§ 练习目标:
请把从含有“of the <item>green”的那一行开始、一直到含有“222), (332, 222)]]”的那一行为止的各行（首尾两行都算在内）整理成 Markdown 表格，分“序号”和“内容”两列，每行一条，空行略去。

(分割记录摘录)
::::

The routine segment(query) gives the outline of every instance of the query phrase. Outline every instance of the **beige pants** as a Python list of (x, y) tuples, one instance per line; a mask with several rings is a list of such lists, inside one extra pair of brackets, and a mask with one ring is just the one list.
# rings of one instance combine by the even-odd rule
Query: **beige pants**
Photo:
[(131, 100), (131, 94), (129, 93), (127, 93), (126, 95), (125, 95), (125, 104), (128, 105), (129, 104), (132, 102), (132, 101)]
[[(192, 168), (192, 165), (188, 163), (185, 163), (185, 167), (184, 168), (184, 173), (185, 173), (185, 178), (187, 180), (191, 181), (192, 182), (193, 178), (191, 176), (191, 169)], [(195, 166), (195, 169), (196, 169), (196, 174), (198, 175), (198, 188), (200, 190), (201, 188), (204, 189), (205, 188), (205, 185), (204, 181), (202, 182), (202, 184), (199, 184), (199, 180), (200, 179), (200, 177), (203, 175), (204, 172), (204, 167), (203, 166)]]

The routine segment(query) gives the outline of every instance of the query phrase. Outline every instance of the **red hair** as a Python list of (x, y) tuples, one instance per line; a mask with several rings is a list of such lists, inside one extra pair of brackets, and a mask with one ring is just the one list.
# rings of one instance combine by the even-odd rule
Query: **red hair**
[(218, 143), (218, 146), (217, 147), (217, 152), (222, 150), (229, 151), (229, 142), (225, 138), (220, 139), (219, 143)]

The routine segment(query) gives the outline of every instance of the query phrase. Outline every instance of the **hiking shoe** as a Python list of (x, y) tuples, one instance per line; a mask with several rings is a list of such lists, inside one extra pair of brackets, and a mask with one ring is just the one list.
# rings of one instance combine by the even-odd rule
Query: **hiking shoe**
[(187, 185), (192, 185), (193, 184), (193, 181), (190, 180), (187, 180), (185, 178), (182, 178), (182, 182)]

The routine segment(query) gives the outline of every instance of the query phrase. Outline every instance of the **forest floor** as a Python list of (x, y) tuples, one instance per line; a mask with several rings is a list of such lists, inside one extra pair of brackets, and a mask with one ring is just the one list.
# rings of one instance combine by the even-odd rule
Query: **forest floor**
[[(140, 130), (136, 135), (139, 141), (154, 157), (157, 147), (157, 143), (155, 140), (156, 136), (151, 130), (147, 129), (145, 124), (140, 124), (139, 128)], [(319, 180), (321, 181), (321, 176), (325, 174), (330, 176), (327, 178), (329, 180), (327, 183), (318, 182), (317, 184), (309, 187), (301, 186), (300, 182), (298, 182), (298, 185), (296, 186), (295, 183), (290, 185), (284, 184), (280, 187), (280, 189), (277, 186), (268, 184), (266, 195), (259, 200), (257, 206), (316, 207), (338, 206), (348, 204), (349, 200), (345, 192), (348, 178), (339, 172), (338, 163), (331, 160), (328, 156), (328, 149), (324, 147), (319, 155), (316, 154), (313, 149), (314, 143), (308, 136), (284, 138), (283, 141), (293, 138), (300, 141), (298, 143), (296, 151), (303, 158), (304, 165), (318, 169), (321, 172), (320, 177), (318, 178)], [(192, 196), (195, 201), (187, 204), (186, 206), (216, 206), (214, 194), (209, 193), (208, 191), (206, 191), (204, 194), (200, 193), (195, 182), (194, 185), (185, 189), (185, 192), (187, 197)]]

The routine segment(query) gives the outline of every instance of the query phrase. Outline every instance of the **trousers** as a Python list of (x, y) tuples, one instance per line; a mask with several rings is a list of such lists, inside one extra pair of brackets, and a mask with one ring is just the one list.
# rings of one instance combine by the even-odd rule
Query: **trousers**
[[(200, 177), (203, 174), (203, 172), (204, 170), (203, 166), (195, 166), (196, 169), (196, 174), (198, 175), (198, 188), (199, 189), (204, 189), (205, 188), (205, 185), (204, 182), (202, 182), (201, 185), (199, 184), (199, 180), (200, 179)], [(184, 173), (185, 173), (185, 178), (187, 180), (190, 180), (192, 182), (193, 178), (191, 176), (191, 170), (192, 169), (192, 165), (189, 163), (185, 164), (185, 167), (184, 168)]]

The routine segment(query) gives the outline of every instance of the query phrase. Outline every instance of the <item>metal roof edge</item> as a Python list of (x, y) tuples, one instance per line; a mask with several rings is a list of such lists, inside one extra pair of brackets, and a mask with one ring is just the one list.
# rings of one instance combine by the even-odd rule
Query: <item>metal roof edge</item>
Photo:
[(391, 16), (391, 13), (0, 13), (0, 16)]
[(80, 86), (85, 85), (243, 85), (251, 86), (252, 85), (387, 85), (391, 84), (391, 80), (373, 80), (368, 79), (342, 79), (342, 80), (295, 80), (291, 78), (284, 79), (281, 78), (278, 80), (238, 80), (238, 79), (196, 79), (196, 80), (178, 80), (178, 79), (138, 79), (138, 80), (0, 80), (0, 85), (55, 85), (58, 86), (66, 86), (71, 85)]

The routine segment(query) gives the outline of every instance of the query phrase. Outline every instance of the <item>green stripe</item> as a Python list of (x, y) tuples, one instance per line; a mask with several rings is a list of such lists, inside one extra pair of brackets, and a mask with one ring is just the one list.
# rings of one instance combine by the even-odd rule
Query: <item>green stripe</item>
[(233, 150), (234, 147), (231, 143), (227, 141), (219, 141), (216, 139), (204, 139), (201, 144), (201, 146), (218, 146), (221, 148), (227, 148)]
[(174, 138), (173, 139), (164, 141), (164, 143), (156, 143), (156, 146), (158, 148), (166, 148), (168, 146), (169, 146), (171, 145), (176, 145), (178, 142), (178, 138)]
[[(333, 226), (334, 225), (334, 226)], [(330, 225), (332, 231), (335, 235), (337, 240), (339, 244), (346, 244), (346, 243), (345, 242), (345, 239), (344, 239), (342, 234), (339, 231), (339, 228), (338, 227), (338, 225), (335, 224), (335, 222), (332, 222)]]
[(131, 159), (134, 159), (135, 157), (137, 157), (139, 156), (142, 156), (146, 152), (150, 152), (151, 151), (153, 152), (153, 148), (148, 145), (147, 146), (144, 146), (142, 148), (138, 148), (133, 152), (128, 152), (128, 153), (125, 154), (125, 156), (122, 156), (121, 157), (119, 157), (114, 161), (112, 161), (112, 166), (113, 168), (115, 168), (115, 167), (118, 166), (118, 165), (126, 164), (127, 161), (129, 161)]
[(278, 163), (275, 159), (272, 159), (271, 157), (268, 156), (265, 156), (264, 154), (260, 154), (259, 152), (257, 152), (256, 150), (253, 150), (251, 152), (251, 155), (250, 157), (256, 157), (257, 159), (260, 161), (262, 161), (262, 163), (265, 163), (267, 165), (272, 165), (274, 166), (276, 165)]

::::

§ 完整答案:
| 序号 | 内容 |
|---|---|
| 1 | The routine segment(query) gives the outline of every instance of the query phrase. Outline every instance of the <item>green stripe</item> as a Python list of (x, y) tuples, one instance per line; a mask with several rings is a list of such lists, inside one extra pair of brackets, and a mask with one ring is just the one list. |
| 2 | # rings of one instance combine by the even-odd rule |
| 3 | Query: <item>green stripe</item> |
| 4 | [(233, 150), (234, 147), (231, 143), (227, 141), (219, 141), (216, 139), (204, 139), (201, 144), (201, 146), (218, 146), (221, 148), (227, 148)] |
| 5 | [(174, 138), (173, 139), (164, 141), (164, 143), (156, 143), (156, 146), (158, 148), (166, 148), (168, 146), (169, 146), (171, 145), (176, 145), (178, 142), (178, 138)] |
| 6 | [[(333, 226), (334, 225), (334, 226)], [(330, 225), (332, 231), (335, 235), (337, 240), (339, 244), (346, 244), (346, 243), (345, 242), (345, 239), (344, 239), (342, 234), (339, 231), (339, 228), (338, 227), (338, 225), (335, 224), (335, 222), (332, 222)]] |